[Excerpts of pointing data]
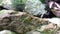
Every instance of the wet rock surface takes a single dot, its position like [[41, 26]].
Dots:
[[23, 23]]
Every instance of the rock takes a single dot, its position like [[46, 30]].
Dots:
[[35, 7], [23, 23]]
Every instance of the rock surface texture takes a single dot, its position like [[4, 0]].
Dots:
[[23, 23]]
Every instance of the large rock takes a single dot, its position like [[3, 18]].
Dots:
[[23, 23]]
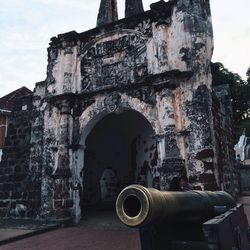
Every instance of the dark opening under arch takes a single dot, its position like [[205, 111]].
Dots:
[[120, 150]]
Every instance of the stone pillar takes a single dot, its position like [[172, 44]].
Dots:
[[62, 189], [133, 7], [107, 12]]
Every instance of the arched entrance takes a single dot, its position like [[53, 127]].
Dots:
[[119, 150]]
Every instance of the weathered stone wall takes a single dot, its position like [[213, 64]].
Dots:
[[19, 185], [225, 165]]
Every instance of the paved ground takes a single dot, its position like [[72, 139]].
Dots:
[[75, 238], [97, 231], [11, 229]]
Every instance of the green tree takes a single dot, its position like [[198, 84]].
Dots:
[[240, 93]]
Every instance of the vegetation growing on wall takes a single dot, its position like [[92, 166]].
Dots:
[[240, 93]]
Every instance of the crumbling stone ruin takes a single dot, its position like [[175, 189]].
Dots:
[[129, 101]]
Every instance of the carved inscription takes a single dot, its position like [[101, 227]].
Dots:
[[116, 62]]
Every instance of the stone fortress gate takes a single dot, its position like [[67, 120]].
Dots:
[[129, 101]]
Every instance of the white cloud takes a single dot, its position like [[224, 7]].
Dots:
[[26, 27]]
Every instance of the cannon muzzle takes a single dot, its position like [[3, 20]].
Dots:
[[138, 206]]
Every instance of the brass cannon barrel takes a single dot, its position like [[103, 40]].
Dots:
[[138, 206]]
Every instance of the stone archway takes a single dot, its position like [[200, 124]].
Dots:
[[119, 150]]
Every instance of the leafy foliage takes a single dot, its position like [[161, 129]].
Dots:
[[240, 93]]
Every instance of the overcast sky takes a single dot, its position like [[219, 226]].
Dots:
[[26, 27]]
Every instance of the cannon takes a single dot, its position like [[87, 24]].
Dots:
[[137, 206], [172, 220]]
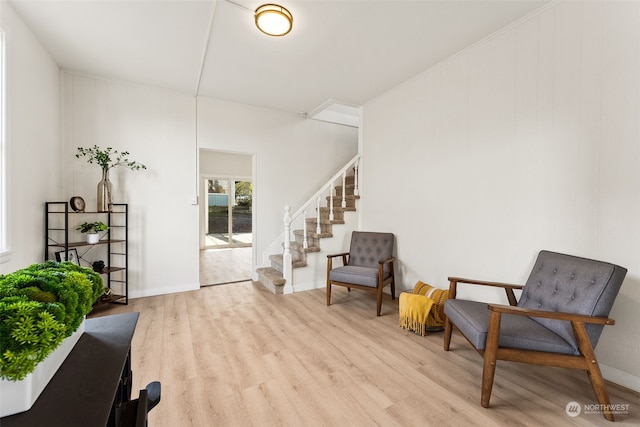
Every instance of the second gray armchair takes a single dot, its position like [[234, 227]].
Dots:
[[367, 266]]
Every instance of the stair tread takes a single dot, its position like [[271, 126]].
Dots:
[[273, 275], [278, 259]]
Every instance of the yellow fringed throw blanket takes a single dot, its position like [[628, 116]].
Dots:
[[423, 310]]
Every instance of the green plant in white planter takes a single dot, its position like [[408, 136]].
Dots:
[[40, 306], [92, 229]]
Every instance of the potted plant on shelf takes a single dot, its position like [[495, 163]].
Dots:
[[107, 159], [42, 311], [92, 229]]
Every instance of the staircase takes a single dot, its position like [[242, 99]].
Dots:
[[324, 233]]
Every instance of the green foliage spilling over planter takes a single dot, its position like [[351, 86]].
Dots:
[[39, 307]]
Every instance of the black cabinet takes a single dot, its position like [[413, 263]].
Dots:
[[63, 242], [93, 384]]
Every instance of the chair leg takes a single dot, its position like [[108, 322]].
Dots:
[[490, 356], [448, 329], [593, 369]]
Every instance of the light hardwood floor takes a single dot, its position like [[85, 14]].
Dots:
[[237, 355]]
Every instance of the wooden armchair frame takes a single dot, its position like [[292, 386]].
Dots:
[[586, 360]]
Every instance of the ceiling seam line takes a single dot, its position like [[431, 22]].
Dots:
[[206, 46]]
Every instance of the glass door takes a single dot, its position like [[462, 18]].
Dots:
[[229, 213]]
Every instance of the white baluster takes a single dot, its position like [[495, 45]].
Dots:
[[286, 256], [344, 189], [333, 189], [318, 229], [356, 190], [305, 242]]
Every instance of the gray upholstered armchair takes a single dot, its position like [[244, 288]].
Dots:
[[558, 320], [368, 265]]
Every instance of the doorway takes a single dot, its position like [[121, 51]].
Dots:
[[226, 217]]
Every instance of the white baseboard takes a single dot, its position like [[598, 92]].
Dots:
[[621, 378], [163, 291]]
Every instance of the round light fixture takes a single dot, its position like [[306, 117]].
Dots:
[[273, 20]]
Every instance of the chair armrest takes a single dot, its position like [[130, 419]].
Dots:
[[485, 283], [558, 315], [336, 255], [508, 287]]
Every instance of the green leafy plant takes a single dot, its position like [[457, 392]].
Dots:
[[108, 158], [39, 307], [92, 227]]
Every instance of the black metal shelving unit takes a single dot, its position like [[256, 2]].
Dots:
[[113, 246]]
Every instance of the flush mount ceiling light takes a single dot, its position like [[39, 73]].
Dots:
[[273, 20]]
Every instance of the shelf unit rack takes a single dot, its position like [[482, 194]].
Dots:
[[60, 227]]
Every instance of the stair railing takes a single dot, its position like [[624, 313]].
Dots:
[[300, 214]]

■ Work required ■
Copy the listing word for word, excluding its pictures.

■ Task solution ■
Every instance of the wet rock surface takes a single dot, its position like [[41, 26]].
Dots:
[[23, 23]]
Every instance of the rock takes a single dot, its position like [[46, 30]].
Dots:
[[35, 7], [23, 23]]
Every instance of the rock surface texture takes a single dot, its position like [[4, 0]].
Dots:
[[23, 23]]
Every instance of the large rock takes a single dot, its position like [[3, 18]].
Dots:
[[23, 23]]
Every instance of the dark opening under arch takes a single dot, its position like [[205, 111]].
Dots:
[[120, 150]]
Every instance of the stone pillar takes a single dot, its position like [[172, 44]].
Dots:
[[62, 189], [133, 7], [107, 12]]
Every instance of the arched entrance takes a single dot, its position like [[53, 127]].
Dots:
[[119, 150]]
Every instance of the weathered stone wall takes a single dot, its position like [[213, 64]].
Dots:
[[19, 185], [225, 165]]
Every instance of the paved ground takes a single dot, its position like [[72, 139]].
Dots:
[[75, 238], [97, 231], [11, 229]]
Every instance of the green tree takes a single dot, its position like [[198, 84]].
Dots:
[[240, 93]]
Every instance of the vegetation growing on wall takes a single dot, its position like [[92, 166]].
Dots:
[[240, 93]]
Every instance of the crumbling stone ruin takes a single dot, its position like [[175, 189]].
Dots:
[[129, 101]]
Every instance of the carved inscription takes a single dot, its position like [[101, 227]].
Dots:
[[116, 62]]
Every instance of the stone fortress gate takes a single dot, its position like [[67, 120]].
Dots:
[[129, 101]]
Every instance of the white cloud takes a single dot, its position like [[224, 7]].
Dots:
[[26, 27]]
Every instance of the cannon muzzle takes a single dot, its position like [[3, 20]].
Dots:
[[138, 206]]
Every instance of the brass cannon barrel takes a single dot, its position like [[103, 40]].
Dots:
[[138, 206]]
Every instance of the stone archway takes a single dot, its position like [[200, 124]].
Dots:
[[119, 150]]
Every instance of the leafy foliage takes a single dot, its position like [[161, 129]].
Dots:
[[240, 93]]
Every instance of the overcast sky takes a single dot, its position like [[219, 226]].
Dots:
[[26, 27]]
Every instance of the cannon takes a single dot, its position like [[87, 24]].
Dots:
[[137, 206], [172, 220]]
Every instance of the second gray armchair takes a single dot, its position like [[234, 227]].
Dots:
[[367, 266]]
Every instance of the stair tread takes a single dot, its position like [[271, 126]].
Dots:
[[273, 275], [278, 259]]
Every instance of the yellow fringed throw blanket takes a single dot, its position like [[628, 116]].
Dots:
[[423, 310]]
Every instance of the green plant in white planter takes a single dot, its position like [[408, 136]].
Dots:
[[40, 306], [92, 229]]
Every instance of the potted plant on shelf takes a single dot, its position like [[495, 163]].
Dots:
[[107, 159], [42, 311], [92, 229]]
Every instance of the staircase takes a single dot, its position like [[242, 99]].
Dots:
[[324, 233]]
Every instance of the green foliage spilling over planter takes a single dot, its position like [[351, 86]].
Dots:
[[39, 307]]
Every instance of the black cabinet takes a single dot, its position like [[413, 263]].
Dots:
[[63, 242], [93, 384]]
Every instance of the chair leg takes a single dot, its position like [[108, 322]].
Dots:
[[490, 356], [448, 329], [593, 369]]
Every instance of the light hardwood floor takes a single dot, its position like [[85, 14]].
Dots:
[[237, 355]]
Every instance of the wooden armchair frame takes a single dot, its position like [[292, 386]].
Dots:
[[586, 360]]
Every instance of the ceiling seam line takes a single dot, its position like [[431, 22]].
Dots:
[[206, 46]]
Every instance of the glass door takes a single dot, its position like [[462, 18]].
Dots:
[[229, 213]]
Every instance of the white baluster takes a single dot, its position like [[495, 45]].
Dots:
[[286, 256], [344, 189], [333, 189], [318, 229], [356, 190], [305, 242]]
Every instance of the gray upholstered armchair takes a single dot, its position like [[244, 288]].
Dots:
[[558, 320], [368, 265]]
Every instance of the doorway takes a single dot, its position like [[121, 51]].
Dots:
[[226, 217]]
Every instance of the white baseboard takes a single dot, its position like [[598, 92]].
Dots:
[[621, 378], [163, 291]]
Every instance of the round light fixture takes a single dot, its position like [[306, 117]].
Dots:
[[273, 20]]
Every instance of the chair armrest takes a single dot, its position like [[130, 419]].
Dots:
[[485, 283], [558, 315], [336, 255], [508, 287]]
Every instance of the green leafy plant takes a single dot, its position like [[457, 392]].
Dots:
[[108, 158], [39, 307], [92, 227]]
Every instance of the black metal shelving unit takes a single dot, its position like [[256, 2]].
Dots:
[[113, 246]]
Every instance of the flush mount ceiling light takes a single dot, its position like [[39, 73]].
Dots:
[[273, 20]]
Every instance of the shelf unit rack takes a single dot, its position like [[482, 194]].
Dots:
[[60, 227]]
Every instance of the stair railing takes a single dot, its position like [[624, 313]].
Dots:
[[300, 214]]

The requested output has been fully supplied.